### Source
Au cœur du passé bisontin

Par Sophie Flouquet · Le Journal des Arts

Le 7 juillet 2006 - 635 mots

Le riche patrimoine urbain de Besançon, de la préhistoire à l’époque médiévale, resurgit au Musée des beaux-arts et d’archéologie de la ville. Une invitation à relire l’histoire à partir des vestiges archéologiques

Le Doubs entoure presque la ville d’un cercle que l’on dirait tracé au compas. » Si aucun Bisontin n’ignore cette phrase tirée des Commentaires sur la guerre des Gaules de César, lequel combattit en 58 avant J.-C. les Helvètes puis les Germains d’Aroviste lors de sa campagne dans la région contre les peuplades celtes, peu connaissent en détail les dix-sept siècles d’histoire de leur ville. Cette grande exposition du Musée des beaux-arts et d’archéologie de Besançon, prolongée par un parcours urbain permettant de localiser les principaux vestiges, viendra sans doute combler quelques lacunes.
Car s’il est une ville qui se prête à cette remontée dans le temps par l’archéologie, c’est bien l’ancienne Vesontio, où chaque entrepreneur tremble avant de donner un coup de pioche. Son site naturel n’y est pas étranger : installée dans le méandre d’un fleuve dont le lit recèle encore de nombreux témoignages du passé et protégée par un ruban de collines, la ville a toujours bénéficié d’une protection naturelle propice à l’installation humaine.

### Données extraites
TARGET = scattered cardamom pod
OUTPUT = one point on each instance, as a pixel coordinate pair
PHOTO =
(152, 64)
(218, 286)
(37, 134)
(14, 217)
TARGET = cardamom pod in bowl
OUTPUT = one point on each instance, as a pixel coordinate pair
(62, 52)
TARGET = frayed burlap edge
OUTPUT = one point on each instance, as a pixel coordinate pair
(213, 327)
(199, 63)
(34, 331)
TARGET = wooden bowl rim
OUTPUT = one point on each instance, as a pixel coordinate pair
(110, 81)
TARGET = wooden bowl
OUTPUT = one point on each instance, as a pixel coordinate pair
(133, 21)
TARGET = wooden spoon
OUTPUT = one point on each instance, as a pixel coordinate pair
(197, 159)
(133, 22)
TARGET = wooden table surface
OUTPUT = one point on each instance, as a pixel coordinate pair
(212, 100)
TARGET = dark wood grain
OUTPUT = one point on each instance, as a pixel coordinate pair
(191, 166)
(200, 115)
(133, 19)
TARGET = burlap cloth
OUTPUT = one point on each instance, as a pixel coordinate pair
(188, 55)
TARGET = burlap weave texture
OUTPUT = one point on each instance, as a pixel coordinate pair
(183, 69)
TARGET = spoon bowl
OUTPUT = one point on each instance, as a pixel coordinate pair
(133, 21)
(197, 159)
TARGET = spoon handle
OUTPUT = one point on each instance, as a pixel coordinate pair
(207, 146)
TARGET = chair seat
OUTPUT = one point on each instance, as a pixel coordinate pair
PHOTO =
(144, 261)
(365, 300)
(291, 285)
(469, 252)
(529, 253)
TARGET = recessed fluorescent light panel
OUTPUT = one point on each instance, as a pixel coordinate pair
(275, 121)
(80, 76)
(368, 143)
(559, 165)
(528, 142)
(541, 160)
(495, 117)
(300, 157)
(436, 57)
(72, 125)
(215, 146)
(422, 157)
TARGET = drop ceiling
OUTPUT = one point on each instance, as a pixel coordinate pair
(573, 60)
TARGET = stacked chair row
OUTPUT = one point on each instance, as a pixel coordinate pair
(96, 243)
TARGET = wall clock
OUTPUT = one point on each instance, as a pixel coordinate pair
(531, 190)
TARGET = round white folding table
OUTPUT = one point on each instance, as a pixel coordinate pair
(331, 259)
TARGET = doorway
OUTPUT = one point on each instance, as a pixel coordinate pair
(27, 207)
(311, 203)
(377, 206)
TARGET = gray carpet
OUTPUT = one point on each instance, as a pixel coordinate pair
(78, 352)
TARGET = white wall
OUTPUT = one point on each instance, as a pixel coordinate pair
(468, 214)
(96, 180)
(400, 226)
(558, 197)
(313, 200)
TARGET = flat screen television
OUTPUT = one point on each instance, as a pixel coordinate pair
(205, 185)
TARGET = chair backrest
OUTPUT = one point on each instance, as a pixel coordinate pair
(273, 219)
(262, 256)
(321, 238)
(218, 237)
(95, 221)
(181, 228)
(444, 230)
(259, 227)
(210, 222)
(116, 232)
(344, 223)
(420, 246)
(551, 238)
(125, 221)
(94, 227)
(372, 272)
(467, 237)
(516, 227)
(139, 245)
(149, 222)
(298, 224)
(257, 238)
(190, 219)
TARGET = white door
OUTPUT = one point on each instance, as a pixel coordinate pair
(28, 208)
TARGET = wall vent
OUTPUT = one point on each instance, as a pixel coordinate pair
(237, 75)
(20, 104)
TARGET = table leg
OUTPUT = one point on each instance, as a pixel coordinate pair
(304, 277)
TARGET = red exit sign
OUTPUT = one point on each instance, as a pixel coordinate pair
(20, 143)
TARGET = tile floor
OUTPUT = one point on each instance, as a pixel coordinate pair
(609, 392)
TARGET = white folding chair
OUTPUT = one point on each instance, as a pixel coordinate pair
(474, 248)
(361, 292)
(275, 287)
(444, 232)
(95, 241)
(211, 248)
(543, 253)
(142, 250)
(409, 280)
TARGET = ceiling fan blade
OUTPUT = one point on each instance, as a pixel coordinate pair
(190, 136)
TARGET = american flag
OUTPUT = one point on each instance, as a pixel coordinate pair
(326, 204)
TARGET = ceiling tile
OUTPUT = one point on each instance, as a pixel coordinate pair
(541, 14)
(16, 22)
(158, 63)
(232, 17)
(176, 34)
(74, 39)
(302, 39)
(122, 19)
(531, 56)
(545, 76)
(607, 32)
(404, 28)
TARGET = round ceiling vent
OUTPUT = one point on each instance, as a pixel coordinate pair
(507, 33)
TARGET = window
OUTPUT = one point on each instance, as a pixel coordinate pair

### Détails de l'exercice
Recopiez tel quel le passage de l'article sur le passé de Besançon qui commence par « Car s’il est » et se termine par « à l’installation humaine. ».

### Solution proposée
Car s’il est une ville qui se prête à cette remontée dans le temps par l’archéologie, c’est bien l’ancienne Vesontio, où chaque entrepreneur tremble avant de donner un coup de pioche. Son site naturel n’y est pas étranger : installée dans le méandre d’un fleuve dont le lit recèle encore de nombreux témoignages du passé et protégée par un ruban de collines, la ville a toujours bénéficié d’une protection naturelle propice à l’installation humaine.